> [Prompt]: Write the records out again. Match them exactly.

> [Data supplied]:

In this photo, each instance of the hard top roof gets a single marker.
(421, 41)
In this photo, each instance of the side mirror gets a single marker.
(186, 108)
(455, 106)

> [Output of the exercise]:
In this photo, each instance of the hard top roof gets a single marker.
(421, 41)
In this photo, each instance of the side mirror gets a single marker.
(186, 108)
(455, 106)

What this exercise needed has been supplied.